CONSIGNE:
Pour chacune des affirmations ci-dessous, indiquez par oui ou par non si elle concorde avec le texte sur l’entraide pénale, en citant mot pour mot les termes du texte qui tranchent.
1. L’autorité judiciaire requise peut encore refuser une demande d’entraide au motif qu’elle ne relève pas de sa compétence.
2. Les modalités de coopération se limitent à celles que règlent les articles 7 à 21 de la convention.
3. Le motif de refus fondé sur une atteinte à la souveraineté ou à la sécurité figure aussi dans le code de procédure pénale.

TEXTE À LIRE:
A.   La modernisation du cadre juridique de l’entraide en matière pénale

1.   Le nouveau texte vise à élargir le champ de l’entraide.

Se démarquant du cadre du protocole judiciaire de 1962, la présente convention à l’article 1er pose le principe de « l’entraide pénale la plus large possible », consacré par l’ensemble des instruments récents de coopération judiciaire pénale auxquels la France est partie. Ce principe permet d’envisager des modalités de coopération larges, s’étendant au-delà de celles expressément réglementées par les articles 7 à 21 de la convention.

Les motifs de refus énumérés à l’article 3 de la convention sont plus strictement encadrés que ceux résultant de l’article 28 du protocole judiciaire de 1962, notamment en ce qu’il n’est plus possible à l’autorité judiciaire requise de refuser d’exécuter une demande d’entraide au motif que celle-ci ne serait pas de sa compétence. Il sera toujours possible, en revanche, de refuser une demande d’entraide :

– si la demande se rapporte à des infractions considérées par la Partie requise, soit comme des infractions politiques, soit comme des infractions connexes à des infractions politiques ;

– si la Partie requise estime que l’exécution de la demande est de nature à porter atteinte à la souveraineté, à la sécurité, à l’ordre public ou à d’autres intérêts essentiels de son pays. Cette disposition est reprise dans l’intégralité des conventions bilatérales conclues par la France en matière d’entraide judiciaire pénale. Elle figure également dans le code de procédure pénale (art. 694-4) dans une rédaction analogue. Ce motif de refus est inspiré de l’article 2.b de la convention européenne d’entraide judiciaire en matière pénale du 20 avril 1959 qui constitue le texte de référence à l’échelle européenne dans le domaine de la coopération judiciaire pénale ;

– si la demande a pour objet une mesure de confiscation et que les faits à l’origine de la demande ne constituent pas une infraction permettant la confiscation au regard de la législation de la Partie requise ;

– si la demande a pour objet une mesure prévue aux articles 14 à 16 ([2])  de la présente Convention et que les faits à l’origine de la demande ne constituent pas une infraction selon la législation de la Partie requise.

EXTRAITS DES LIGNES:

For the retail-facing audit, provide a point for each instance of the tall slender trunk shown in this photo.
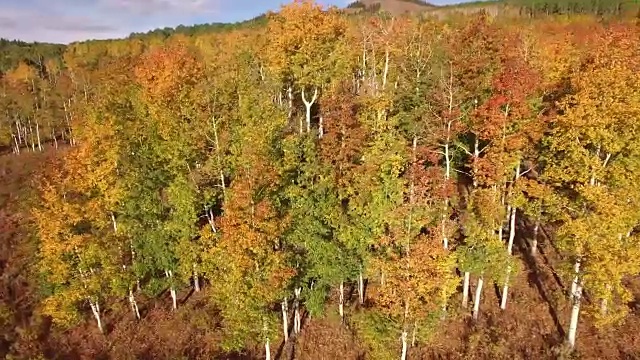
(414, 334)
(476, 156)
(341, 303)
(575, 313)
(505, 289)
(267, 343)
(476, 303)
(296, 311)
(55, 138)
(308, 104)
(38, 135)
(465, 289)
(19, 130)
(361, 288)
(574, 284)
(512, 236)
(219, 160)
(15, 141)
(534, 242)
(285, 319)
(174, 300)
(33, 142)
(385, 72)
(95, 308)
(134, 305)
(404, 345)
(196, 278)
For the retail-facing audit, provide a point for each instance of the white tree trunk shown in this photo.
(341, 303)
(196, 279)
(505, 290)
(296, 311)
(476, 303)
(465, 289)
(134, 305)
(574, 284)
(534, 242)
(575, 312)
(512, 230)
(267, 350)
(172, 290)
(361, 288)
(38, 135)
(308, 104)
(285, 319)
(414, 335)
(404, 345)
(95, 308)
(15, 140)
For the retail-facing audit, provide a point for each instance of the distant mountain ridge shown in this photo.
(399, 7)
(394, 7)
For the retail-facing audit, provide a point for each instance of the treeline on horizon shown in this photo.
(274, 168)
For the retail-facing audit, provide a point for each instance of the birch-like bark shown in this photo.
(574, 284)
(341, 302)
(296, 311)
(174, 300)
(512, 236)
(17, 147)
(308, 104)
(196, 278)
(267, 344)
(285, 319)
(134, 305)
(575, 313)
(403, 356)
(361, 288)
(219, 159)
(95, 308)
(465, 289)
(534, 242)
(55, 138)
(447, 176)
(414, 335)
(33, 142)
(38, 135)
(476, 156)
(476, 303)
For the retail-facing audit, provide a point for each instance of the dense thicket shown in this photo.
(276, 168)
(598, 7)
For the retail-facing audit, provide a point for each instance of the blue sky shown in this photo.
(65, 21)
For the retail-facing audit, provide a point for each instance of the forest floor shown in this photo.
(532, 327)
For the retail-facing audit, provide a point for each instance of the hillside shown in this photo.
(328, 186)
(394, 7)
(400, 7)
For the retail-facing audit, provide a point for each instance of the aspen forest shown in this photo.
(322, 184)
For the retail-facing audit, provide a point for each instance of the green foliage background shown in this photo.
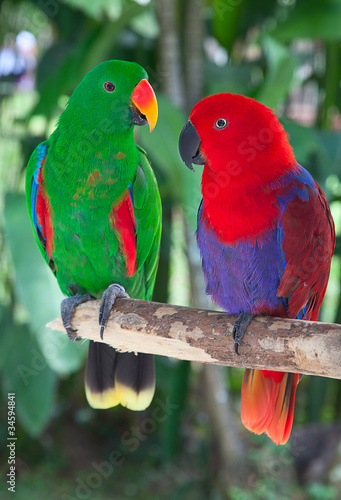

RÉPONSE COMPLÈTE:
1. Non : « il n’est plus possible à l’autorité judiciaire requise de refuser d’exécuter une demande d’entraide au motif que celle-ci ne serait pas de sa compétence ».
2. Non : « s’étendant au-delà de celles expressément réglementées par les articles 7 à 21 de la convention ».
3. Oui : « Elle figure également dans le code de procédure pénale (art. 694-4) dans une rédaction analogue ».